**What is required**: Filter the lines below, copying each one that contains the word "stony". Case counts.

**Available records**:
________________________
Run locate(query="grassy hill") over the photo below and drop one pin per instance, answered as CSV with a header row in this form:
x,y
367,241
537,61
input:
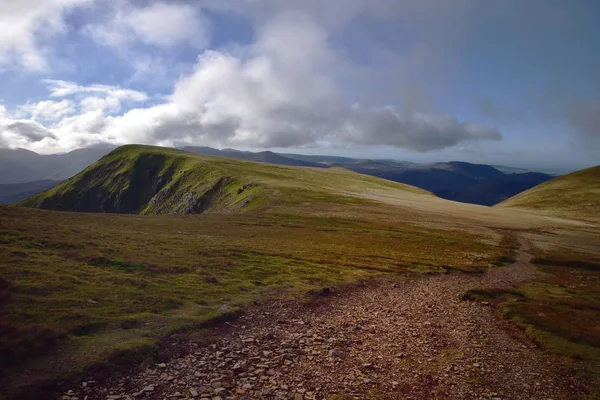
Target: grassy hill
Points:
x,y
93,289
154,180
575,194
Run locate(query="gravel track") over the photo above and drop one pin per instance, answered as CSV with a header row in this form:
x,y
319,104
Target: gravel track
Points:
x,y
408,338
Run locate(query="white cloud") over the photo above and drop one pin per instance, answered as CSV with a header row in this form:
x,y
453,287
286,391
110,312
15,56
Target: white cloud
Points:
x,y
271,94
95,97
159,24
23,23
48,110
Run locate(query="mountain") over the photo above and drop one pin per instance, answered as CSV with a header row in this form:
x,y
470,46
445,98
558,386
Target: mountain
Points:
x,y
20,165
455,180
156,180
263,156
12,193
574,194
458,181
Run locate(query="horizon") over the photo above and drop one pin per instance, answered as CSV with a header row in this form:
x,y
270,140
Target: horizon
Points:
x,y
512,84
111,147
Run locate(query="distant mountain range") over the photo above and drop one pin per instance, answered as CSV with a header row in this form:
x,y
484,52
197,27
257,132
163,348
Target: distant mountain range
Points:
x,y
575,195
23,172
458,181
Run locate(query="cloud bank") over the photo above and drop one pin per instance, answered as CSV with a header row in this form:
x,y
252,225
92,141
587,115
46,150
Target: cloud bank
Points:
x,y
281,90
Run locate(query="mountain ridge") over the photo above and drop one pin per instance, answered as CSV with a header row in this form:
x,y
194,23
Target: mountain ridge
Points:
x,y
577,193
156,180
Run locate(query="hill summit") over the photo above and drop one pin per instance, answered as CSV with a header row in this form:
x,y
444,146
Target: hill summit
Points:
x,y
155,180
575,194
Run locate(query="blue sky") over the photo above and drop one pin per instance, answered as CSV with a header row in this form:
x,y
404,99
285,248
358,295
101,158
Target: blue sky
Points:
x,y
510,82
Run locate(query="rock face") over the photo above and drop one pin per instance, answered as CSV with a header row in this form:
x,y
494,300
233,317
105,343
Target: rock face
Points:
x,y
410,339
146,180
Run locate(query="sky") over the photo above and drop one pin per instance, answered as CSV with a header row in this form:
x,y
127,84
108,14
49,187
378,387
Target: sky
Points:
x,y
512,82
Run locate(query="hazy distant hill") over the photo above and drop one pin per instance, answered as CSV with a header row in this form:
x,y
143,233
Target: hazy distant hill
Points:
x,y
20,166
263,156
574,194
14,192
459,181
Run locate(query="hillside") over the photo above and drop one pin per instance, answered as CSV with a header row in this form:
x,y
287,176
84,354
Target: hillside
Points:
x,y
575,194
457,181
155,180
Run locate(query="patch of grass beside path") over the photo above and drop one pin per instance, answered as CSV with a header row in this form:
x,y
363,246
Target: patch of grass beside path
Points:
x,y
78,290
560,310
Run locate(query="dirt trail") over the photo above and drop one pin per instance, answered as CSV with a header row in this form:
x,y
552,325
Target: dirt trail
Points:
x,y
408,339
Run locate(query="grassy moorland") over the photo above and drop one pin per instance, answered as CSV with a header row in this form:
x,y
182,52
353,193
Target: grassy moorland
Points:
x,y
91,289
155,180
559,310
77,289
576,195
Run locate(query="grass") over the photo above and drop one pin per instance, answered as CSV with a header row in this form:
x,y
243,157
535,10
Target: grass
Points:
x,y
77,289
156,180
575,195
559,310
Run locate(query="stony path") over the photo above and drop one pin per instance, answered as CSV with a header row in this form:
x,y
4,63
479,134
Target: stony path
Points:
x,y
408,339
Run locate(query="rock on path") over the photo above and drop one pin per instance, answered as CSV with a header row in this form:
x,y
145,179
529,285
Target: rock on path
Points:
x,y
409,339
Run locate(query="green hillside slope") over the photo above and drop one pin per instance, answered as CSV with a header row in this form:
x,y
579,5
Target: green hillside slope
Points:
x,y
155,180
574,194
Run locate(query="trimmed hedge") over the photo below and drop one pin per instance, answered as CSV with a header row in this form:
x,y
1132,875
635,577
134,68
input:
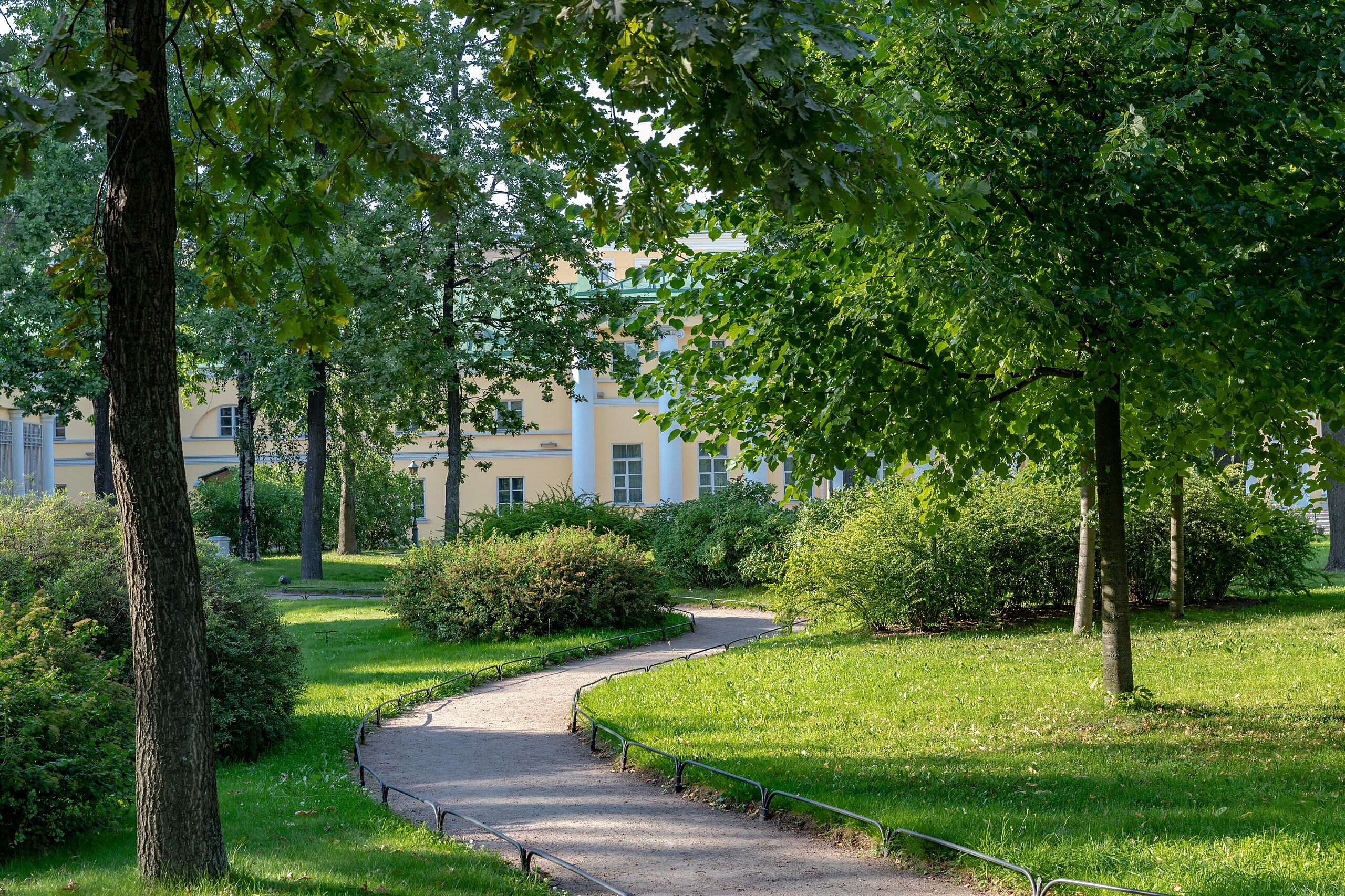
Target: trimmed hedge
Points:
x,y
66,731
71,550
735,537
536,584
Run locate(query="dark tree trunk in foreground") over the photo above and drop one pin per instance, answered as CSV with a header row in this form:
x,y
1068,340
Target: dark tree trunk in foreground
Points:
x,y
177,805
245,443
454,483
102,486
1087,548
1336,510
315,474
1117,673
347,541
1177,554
________________________
**Exercise solution**:
Run locate(query="stony path") over the photo above and drop one pin per instance, answered as CSV with a header row in this form:
Target: stony path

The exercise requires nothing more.